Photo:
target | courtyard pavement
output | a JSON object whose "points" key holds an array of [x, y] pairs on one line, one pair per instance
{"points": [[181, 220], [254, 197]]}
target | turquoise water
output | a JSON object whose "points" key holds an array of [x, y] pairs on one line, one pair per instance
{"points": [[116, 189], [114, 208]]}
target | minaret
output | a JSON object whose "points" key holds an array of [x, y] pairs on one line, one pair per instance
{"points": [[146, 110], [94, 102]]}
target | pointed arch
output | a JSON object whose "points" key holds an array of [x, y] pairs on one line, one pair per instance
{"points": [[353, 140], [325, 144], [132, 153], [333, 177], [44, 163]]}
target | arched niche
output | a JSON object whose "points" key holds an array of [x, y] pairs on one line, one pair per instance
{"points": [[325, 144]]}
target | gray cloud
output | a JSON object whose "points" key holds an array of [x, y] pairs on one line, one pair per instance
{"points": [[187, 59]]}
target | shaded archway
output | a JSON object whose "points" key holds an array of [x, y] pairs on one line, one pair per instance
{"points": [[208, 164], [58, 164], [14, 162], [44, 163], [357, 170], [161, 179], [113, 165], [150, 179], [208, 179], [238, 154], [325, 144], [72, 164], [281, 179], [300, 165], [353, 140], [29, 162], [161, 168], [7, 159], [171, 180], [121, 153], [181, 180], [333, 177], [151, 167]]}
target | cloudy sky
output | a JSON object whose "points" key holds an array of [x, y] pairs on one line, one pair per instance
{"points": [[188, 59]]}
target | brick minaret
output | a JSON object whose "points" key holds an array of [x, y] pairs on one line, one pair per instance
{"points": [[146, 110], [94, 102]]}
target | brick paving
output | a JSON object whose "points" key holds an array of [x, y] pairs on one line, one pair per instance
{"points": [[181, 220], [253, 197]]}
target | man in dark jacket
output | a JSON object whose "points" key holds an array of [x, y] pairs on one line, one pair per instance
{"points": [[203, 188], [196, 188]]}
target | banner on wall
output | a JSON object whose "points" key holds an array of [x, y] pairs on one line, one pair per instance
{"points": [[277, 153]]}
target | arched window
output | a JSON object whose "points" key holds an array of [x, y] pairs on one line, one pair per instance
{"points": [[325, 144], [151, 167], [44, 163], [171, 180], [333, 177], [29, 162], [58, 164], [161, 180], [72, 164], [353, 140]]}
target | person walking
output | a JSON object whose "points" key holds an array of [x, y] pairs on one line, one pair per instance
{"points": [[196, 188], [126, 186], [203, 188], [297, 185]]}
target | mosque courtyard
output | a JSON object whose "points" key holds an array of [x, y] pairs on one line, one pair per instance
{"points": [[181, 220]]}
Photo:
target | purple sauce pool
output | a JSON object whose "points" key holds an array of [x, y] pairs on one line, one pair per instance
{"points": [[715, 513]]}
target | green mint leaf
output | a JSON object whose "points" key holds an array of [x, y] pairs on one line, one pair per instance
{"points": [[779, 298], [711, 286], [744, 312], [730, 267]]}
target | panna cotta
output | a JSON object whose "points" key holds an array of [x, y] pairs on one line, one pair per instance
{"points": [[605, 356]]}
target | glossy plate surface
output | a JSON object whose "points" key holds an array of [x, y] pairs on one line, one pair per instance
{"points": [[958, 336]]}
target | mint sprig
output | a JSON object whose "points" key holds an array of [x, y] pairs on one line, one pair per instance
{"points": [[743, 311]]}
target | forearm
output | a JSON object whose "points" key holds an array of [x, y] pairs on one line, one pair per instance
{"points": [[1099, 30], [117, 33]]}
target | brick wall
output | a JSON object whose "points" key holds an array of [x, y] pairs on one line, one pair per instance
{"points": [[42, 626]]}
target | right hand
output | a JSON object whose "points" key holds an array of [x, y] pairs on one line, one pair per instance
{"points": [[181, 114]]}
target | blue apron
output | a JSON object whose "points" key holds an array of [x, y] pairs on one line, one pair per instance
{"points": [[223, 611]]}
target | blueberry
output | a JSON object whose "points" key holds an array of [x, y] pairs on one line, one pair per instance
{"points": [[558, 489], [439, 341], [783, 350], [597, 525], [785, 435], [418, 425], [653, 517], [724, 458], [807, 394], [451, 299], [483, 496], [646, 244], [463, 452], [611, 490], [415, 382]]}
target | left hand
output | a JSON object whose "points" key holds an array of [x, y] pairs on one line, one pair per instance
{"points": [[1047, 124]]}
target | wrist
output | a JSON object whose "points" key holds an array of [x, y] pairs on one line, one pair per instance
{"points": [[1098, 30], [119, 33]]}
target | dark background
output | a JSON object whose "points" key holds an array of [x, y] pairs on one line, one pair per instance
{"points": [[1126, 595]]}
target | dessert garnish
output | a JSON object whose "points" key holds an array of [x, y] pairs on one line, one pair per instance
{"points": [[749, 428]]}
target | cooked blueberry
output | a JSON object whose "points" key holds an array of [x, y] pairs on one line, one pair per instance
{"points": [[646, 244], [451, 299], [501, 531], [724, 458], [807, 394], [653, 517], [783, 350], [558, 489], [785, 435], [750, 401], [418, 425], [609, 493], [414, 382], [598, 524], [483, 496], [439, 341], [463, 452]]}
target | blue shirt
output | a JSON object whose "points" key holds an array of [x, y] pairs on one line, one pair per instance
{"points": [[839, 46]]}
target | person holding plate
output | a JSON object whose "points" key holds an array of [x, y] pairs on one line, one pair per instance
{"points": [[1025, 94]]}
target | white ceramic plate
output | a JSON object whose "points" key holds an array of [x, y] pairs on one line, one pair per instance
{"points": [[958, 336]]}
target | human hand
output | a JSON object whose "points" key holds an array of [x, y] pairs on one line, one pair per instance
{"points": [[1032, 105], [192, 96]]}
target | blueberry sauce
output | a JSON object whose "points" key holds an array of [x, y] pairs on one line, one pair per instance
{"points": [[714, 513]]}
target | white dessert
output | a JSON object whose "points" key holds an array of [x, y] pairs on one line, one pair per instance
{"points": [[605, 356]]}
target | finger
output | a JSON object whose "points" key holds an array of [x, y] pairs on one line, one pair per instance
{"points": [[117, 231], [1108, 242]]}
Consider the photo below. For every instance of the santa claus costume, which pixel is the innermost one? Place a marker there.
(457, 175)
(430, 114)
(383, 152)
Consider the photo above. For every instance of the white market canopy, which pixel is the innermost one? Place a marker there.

# TO DO
Output every entry again, exactly as given.

# TASK SOLUTION
Photo:
target | courtyard pavement
output | a JSON object whose "points" key holds an array of [x, y] pairs on one line, one pair per instance
{"points": [[181, 220], [254, 197]]}
target | turquoise water
output | a JSON object whose "points" key holds an array of [x, y] pairs on one line, one pair per instance
{"points": [[116, 189], [114, 208]]}
target | minaret
output | a JSON object whose "points" key holds an array of [x, y] pairs on one line, one pair per instance
{"points": [[146, 110], [94, 102]]}
target | pointed arch
output | a JSON object whose "points" key holds an array of [x, y] pairs on one line, one pair per instance
{"points": [[353, 140], [325, 144], [132, 153], [333, 177], [44, 163]]}
target | arched niche
output | a JSON object whose "points" key holds an array of [x, y] pairs on one line, one pair per instance
{"points": [[325, 144]]}
target | gray cloud
output | a JSON object whose "points" key holds an array of [x, y] pairs on one line, one pair per instance
{"points": [[187, 59]]}
target | shaded archway
output | a JSON object whose "points" key holds an array of [x, y] pairs on one line, one pair per instance
{"points": [[208, 164], [58, 164], [14, 162], [44, 163], [357, 170], [161, 179], [113, 165], [150, 179], [208, 179], [238, 154], [325, 144], [72, 164], [281, 179], [300, 165], [353, 140], [29, 162], [161, 168], [7, 159], [171, 180], [121, 153], [181, 180], [333, 177], [151, 167]]}
target | cloudy sky
output | a JSON object whose "points" key holds an array of [x, y] pairs on one line, one pair per instance
{"points": [[188, 59]]}
target | brick minaret
output | a JSON object whose "points" key holds an array of [x, y] pairs on one line, one pair per instance
{"points": [[146, 110], [94, 102]]}
target | brick paving
output | a JSON object whose "points" key holds an array of [x, y] pairs on one line, one pair per instance
{"points": [[181, 220], [253, 197]]}
target | man in dark jacket
output | a JSON object whose "points" key holds an array of [x, y] pairs on one line, one pair per instance
{"points": [[203, 188], [196, 188]]}
target | banner on wall
output | a JSON object whose "points" key holds an array of [x, y] pairs on one line, one pair per instance
{"points": [[277, 153]]}
target | arched window
output | a JSON object whose "points" key holds an array of [x, y] pairs on one line, one pair per instance
{"points": [[325, 144], [151, 167], [44, 163], [171, 180], [333, 177], [29, 162], [58, 164], [161, 180], [72, 164], [353, 140]]}
target | person walking
output | a JSON object whose "points" key holds an array of [x, y] pairs on one line, one pair per instance
{"points": [[196, 188], [126, 186], [203, 188], [297, 185]]}
target | mosque courtyard
output | a JSON object whose "points" key holds an array of [x, y] pairs on one line, one pair per instance
{"points": [[181, 220]]}
Photo:
target | purple sauce pool
output | a JSON object whose "points" key holds an array of [x, y] pairs on one line, one pair per instance
{"points": [[715, 513]]}
target | green mint leaf
output | a JSON object whose "points" key holds an array of [x, y] pairs on one line, one pair per instance
{"points": [[779, 298], [711, 286], [744, 312], [730, 267]]}
target | panna cotta
output | a JSON object whose "points" key holds an array of [x, y] pairs on one line, one pair per instance
{"points": [[605, 356]]}
target | glossy plate surface
output | a JSON object whose "points" key holds an array of [x, y] pairs on one line, one pair per instance
{"points": [[958, 336]]}
target | mint sprig
output | a JSON object whose "points" key holds an array of [x, y] pairs on one line, one pair per instance
{"points": [[743, 311]]}
target | forearm
output | a JSON object whose "points" key holds an array of [x, y] pairs on one line, one pair per instance
{"points": [[1099, 30], [117, 33]]}
target | brick wall
output | a JSON object whose "points" key holds an array of [x, y] pairs on one line, one pair per instance
{"points": [[42, 626]]}
target | right hand
output | a JSON object whose "points" key holds an array of [x, y] pairs on one line, one pair per instance
{"points": [[181, 114]]}
target | blue apron
output | a JSON object whose "points" key holds an array of [x, y] pairs on one line, one pair per instance
{"points": [[223, 611]]}
target | blueberry
output | a JSON object whose "points" key holds an array of [x, y] pairs on one line, one pair per instance
{"points": [[558, 489], [439, 341], [783, 350], [597, 525], [785, 435], [418, 425], [653, 517], [724, 458], [807, 394], [451, 299], [483, 496], [646, 244], [463, 452], [611, 490], [415, 382]]}
target | left hand
output | a JSON object whose "points" key holds an array of [x, y] pairs on one line, one pair per instance
{"points": [[1047, 124]]}
target | wrist
output | a JSON object whose "points" key holds an array of [x, y] pairs on one line, one pair per instance
{"points": [[1098, 30], [119, 33]]}
target | dark background
output | a JSON object whose "points" key holds an array of [x, y] pairs on one line, one pair per instance
{"points": [[1126, 595]]}
target | dessert garnish
output | a JSON object whose "points" key holds an array of [x, y] pairs on one line, one pair per instance
{"points": [[749, 428]]}
target | cooked blueberry
output | a JSON object whose "points" key holds an array of [x, y] pairs on one line, one pair per instance
{"points": [[646, 244], [451, 299], [501, 531], [724, 458], [807, 394], [653, 517], [783, 350], [558, 489], [785, 435], [750, 401], [418, 425], [609, 493], [414, 382], [598, 524], [483, 496], [439, 341], [463, 452]]}
target | blue shirt
output | a JSON object whose "points" key holds an array of [x, y] pairs on one line, one pair per instance
{"points": [[839, 46]]}
target | person holding plate
output | a JSON object whose "points" key holds an array of [x, y] pairs on one line, one pair per instance
{"points": [[1025, 94]]}
target | white ceramic plate
output | a JSON object whose "points" key holds an array of [x, y] pairs on one line, one pair per instance
{"points": [[958, 336]]}
target | human hand
output | a JSON object whose "points" key holds an array of [x, y] pairs on one line, one pair per instance
{"points": [[1032, 105], [192, 96]]}
target | blueberry sauce
output | a JSON object whose "points" key holds an array of [x, y] pairs on one line, one pair per instance
{"points": [[714, 513]]}
target | white dessert
output | a JSON object whose "points" key holds an array of [x, y] pairs on one line, one pair per instance
{"points": [[605, 356]]}
target | finger
output | a JSON object whose "points" key holds an array of [x, y] pairs on one line, one pair per instance
{"points": [[117, 231], [1108, 242]]}
Consider the photo below. For every instance of the santa claus costume, which pixel is the innermost one? Place a marker there.
(457, 175)
(430, 114)
(383, 152)
Consider the photo above. For every instance of the white market canopy, which pixel is the innermost one? Place a marker there.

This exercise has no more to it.